Request: Write out the records again, exactly, leaving none out.

--------------------

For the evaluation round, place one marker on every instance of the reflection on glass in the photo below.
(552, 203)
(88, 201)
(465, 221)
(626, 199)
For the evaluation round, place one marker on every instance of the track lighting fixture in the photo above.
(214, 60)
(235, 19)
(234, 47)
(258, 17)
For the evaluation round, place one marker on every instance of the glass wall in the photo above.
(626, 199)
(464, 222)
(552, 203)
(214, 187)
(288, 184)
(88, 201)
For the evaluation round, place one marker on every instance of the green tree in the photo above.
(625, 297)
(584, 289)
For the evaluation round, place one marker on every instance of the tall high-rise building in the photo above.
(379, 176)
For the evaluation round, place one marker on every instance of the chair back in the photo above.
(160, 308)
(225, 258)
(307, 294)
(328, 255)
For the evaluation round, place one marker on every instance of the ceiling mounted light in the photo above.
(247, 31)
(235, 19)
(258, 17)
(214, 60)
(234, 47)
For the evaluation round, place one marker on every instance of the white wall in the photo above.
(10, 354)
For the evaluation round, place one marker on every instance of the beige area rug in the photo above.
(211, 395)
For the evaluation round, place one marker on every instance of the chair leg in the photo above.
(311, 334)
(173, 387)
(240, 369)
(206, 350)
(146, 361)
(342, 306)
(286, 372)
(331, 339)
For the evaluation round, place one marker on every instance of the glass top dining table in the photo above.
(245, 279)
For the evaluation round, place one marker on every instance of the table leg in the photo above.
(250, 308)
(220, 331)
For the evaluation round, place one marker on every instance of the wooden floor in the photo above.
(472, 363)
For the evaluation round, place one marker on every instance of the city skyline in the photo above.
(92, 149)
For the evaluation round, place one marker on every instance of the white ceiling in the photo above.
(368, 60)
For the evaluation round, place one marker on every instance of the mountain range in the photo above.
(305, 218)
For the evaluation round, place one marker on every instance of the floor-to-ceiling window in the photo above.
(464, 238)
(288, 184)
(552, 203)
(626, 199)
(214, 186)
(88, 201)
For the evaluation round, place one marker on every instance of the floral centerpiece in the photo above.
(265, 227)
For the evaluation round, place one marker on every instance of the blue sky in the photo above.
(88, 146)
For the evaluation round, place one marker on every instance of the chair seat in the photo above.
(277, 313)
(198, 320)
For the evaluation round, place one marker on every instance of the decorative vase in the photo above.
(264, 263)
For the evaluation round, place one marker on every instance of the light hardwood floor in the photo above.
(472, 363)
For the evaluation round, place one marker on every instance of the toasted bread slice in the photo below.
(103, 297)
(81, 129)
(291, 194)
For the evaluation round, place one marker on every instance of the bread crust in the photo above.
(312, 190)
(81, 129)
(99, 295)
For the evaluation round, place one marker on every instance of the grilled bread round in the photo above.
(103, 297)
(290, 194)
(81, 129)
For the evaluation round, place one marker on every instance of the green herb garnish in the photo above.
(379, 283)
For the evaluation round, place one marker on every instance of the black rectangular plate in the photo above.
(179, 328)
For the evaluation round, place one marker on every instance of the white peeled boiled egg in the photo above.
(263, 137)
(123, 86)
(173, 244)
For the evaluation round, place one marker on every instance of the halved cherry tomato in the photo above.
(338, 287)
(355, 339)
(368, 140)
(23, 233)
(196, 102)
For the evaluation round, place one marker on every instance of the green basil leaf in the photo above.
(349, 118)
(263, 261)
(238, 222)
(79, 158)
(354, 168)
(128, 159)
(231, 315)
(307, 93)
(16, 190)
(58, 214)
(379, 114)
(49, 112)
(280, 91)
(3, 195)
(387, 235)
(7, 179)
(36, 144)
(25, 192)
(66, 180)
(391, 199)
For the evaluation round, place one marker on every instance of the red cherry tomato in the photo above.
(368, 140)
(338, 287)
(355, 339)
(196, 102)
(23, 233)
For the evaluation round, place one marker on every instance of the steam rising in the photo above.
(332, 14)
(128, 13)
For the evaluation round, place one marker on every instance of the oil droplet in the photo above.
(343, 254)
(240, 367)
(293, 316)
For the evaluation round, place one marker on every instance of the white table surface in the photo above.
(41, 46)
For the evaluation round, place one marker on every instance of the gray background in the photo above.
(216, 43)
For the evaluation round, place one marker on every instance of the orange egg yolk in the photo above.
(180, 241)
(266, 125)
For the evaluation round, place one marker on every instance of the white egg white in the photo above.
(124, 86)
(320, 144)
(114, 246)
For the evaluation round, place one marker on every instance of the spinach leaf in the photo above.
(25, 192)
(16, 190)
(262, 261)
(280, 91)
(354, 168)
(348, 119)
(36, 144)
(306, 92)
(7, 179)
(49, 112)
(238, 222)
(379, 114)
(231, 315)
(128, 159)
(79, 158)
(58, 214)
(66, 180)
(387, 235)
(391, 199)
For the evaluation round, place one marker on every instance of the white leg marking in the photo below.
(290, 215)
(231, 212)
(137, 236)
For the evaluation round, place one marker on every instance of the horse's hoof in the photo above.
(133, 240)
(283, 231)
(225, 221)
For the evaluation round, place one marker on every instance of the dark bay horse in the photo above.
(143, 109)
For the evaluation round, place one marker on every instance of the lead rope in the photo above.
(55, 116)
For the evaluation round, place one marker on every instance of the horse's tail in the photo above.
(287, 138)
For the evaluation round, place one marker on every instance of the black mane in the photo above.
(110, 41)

--------------------

The reply:
For the evaluation round, place one marker on every instance of the reflection on glass in the photo below.
(552, 203)
(88, 201)
(465, 221)
(626, 199)
For the evaluation round, place one marker on every instance of the track lighting fixture in the photo above.
(214, 60)
(235, 19)
(234, 47)
(258, 17)
For the evaluation round, place one marker on every instance of the glass wall in the photo above.
(626, 199)
(464, 222)
(552, 203)
(214, 187)
(288, 184)
(88, 201)
For the evaluation round, place one marker on every instance of the green tree in the photo above.
(625, 297)
(584, 289)
For the evaluation round, place one marker on every instance of the tall high-rise building in the photo above.
(379, 176)
For the evaluation round, place one marker on every instance of the chair back in the photo above.
(160, 308)
(225, 258)
(307, 294)
(328, 255)
For the evaluation round, place one marker on every instance of the ceiling mounted light in the photo above.
(247, 31)
(235, 19)
(258, 17)
(214, 60)
(234, 47)
For the evaluation round, place one marker on every instance of the white wall in the photo above.
(10, 354)
For the evaluation round, place one marker on every instance of the beige area rug in the photo above.
(211, 395)
For the evaluation round, place one marker on every instance of the chair leg in the photo above.
(311, 334)
(173, 387)
(240, 369)
(206, 350)
(146, 361)
(342, 306)
(286, 372)
(331, 339)
For the evaluation round, place one marker on every instance of the glass top dining table in the photo above.
(245, 279)
For the evaluation round, place one marker on every instance of the table leg in the photo above.
(250, 308)
(220, 331)
For the evaluation round, place one marker on every instance of the wooden floor in the photo above.
(472, 363)
For the evaluation round, place one marker on every instance of the city skyline in the photo above.
(92, 149)
For the evaluation round, place one marker on every instance of the white ceiling in the photo above.
(368, 60)
For the evaluation round, place one marker on every instance of the mountain range in the photo above.
(305, 218)
For the evaluation round, place one marker on every instance of the floor-to-ceiling window in the photo above.
(464, 238)
(288, 184)
(552, 203)
(626, 199)
(214, 186)
(88, 201)
For the evaluation round, place one marker on every instance of the floral centerpiece in the photo above.
(265, 227)
For the evaluation round, place one marker on every instance of the blue sky in the photo above.
(88, 146)
For the evaluation round, place one marker on every instance of the chair seat in the photo above.
(277, 313)
(198, 320)
For the evaluation round, place one marker on every instance of the decorative vase in the photo above.
(264, 263)
For the evaluation round, place one marker on every instance of the light hardwood floor in the photo above.
(472, 363)
For the evaluation round, place one marker on every instance of the toasted bread slice in the photo below.
(103, 297)
(81, 129)
(291, 194)
For the evaluation round, place one marker on every instance of the bread crust in the photo above.
(312, 190)
(81, 129)
(99, 295)
For the evaluation round, place one marker on every instance of the grilled bread round in the photo above.
(103, 297)
(290, 194)
(81, 129)
For the evaluation round, place one marker on every instance of the green herb garnish in the photo above.
(379, 283)
For the evaluation round, place one marker on every instance of the black rectangular plate in the photo above.
(179, 328)
For the evaluation round, place one marker on every instance of the white peeled boiled egg in the photo above.
(263, 137)
(123, 86)
(173, 244)
For the evaluation round, place one marker on every instance of the halved cherry tomato in the photo above.
(338, 287)
(355, 339)
(368, 140)
(23, 233)
(196, 102)
For the evaluation round, place one marker on every instance of the green basil leaf in the photo above.
(349, 118)
(263, 261)
(238, 222)
(79, 158)
(354, 168)
(128, 159)
(231, 315)
(307, 93)
(16, 190)
(58, 214)
(379, 114)
(49, 112)
(280, 91)
(3, 195)
(387, 235)
(7, 179)
(36, 144)
(25, 192)
(66, 180)
(391, 199)
For the evaluation round, place one marker on every instance of the red cherry tomato in the photo above.
(368, 140)
(338, 287)
(355, 339)
(196, 102)
(23, 233)
For the evaluation round, place one marker on every instance of the steam rising in the photo above.
(332, 14)
(128, 13)
For the evaluation round, place one marker on every instance of the oil droplet in the photo above.
(343, 254)
(240, 367)
(293, 316)
For the evaluation round, place one marker on every instance of the white table surface in the photo above.
(41, 46)
For the evaluation round, place one marker on every instance of the gray background in the photo above.
(216, 43)
For the evaluation round, place one marker on every instance of the orange egg yolk in the photo above.
(180, 241)
(266, 125)
For the evaluation round, place one marker on every instance of the white egg white in the photo above.
(124, 86)
(320, 144)
(114, 246)
For the evaluation round, place one marker on every instance of the spinach leaf in the photo above.
(25, 192)
(16, 190)
(262, 261)
(280, 91)
(354, 168)
(348, 119)
(36, 144)
(306, 92)
(7, 179)
(49, 112)
(238, 222)
(379, 114)
(231, 315)
(128, 159)
(79, 158)
(58, 214)
(66, 180)
(387, 235)
(391, 199)
For the evaluation round, place one marker on every instance of the white leg marking in the photo below.
(290, 215)
(231, 212)
(137, 236)
For the evaluation round, place one marker on every instance of the horse's hoof in the photo above.
(133, 240)
(283, 231)
(225, 221)
For the evaluation round, place one marker on every instance of the dark bay horse in the photo above.
(143, 109)
For the evaluation round, place one marker on every instance of the lead rope in the photo above.
(55, 116)
For the evaluation round, place one marker on every instance of the horse's tail in the photo above.
(287, 138)
For the evaluation round, place one marker on every instance of the black mane in the photo above.
(110, 41)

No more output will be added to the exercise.